Mark Watches ‘Cowboy Bebop’: Session 14 – Bohemian Rhapsody

In the fourteenth session of Cowboy Bebop, the team chases a bounty that ends with Edward playing a game of chess. This is not an exaggeration at all. Intrigued? Then it’s time for Mark to watch Cowboy Bebop.

I’ve given up on the idea that this show is going to be anything like I’ve seen before, and because of that, I find it refreshing. I know that there are a few of you who have fallen off the wagon, so to speak, and I don’t blame you. This community has always been honest and vocal about their respective tastes, and at times, something I watch just isn’t the right taste for some of you. I wanted y’all to understand why I’m enjoying this so much, though. After spending so much time in Joss Whedon’s fictional worlds, watching both Cowboy Bebop and Princess Tutu has been jarring in the best way possible. Hell, that’s actually the case for the bulk of what I’ve watched for Mark Watches. Nearly all the shows I’ve tackled were heavily serialized. Even Doctor Who! So to experience a show that’s decidedly not serialized in many respects is like getting a breath of fresh air. It’s new. It’s challenging me to rethink how I write about television, too, and how I consume media. Aren’t most shows on the air these days not serialized? Fictional shows, I mean. I suppose reality television is technically serialized, right? Oh god, what if I did a reality TV show for Mark Watches?

HOLD ON TO THAT THOUGHT FOR A WHILE. Anyway, I’ve come to see Cowboy Bebop as a series of vignettes. There are glimpses to the past, but they’re simply that: glimpses. They’re brief. They matter, but they aren’t the sole driving force of the narrative. Instead, we get these miniature stories that surprisingly vast and expansive. “Bohemian Rhapsody” really is about a man who loves to play games, but it feels so much bigger than that. It’s about the degradation of all things by time; it addresses the futility that’s always so present in these people’s lives; it shows us that this fictional world is packed full of interesting and unpredictable characters.

Available data >>
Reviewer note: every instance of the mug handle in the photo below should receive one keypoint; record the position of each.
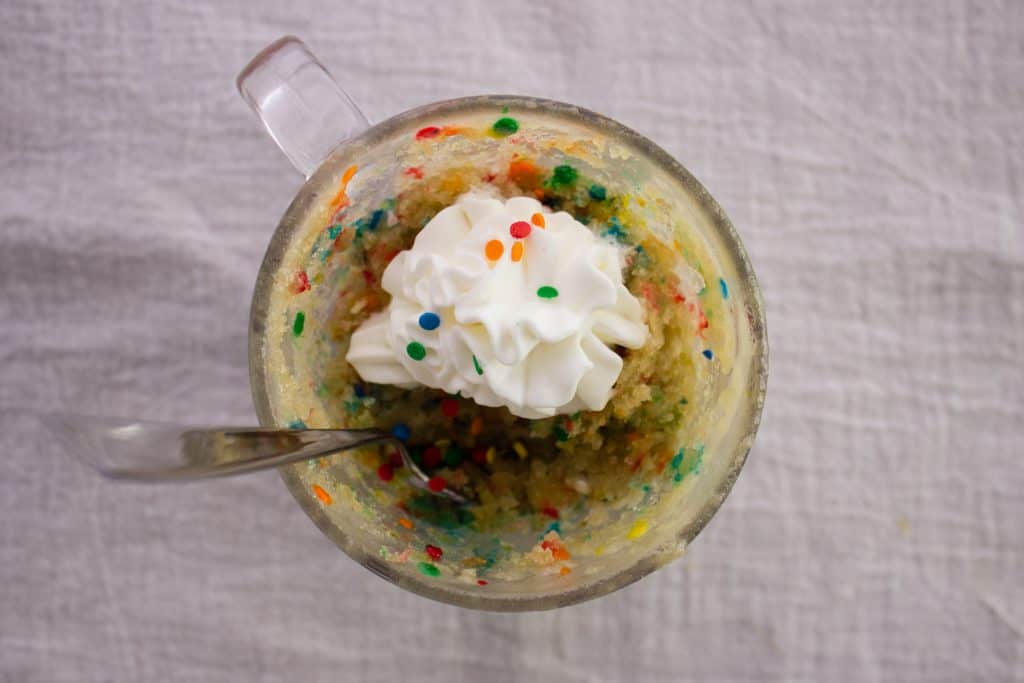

Directive >>
In the Cowboy Bebop review above, how does the team's bounty chase in the fourteenth session end?

Response to this task >>
It ends with Edward playing a game of chess.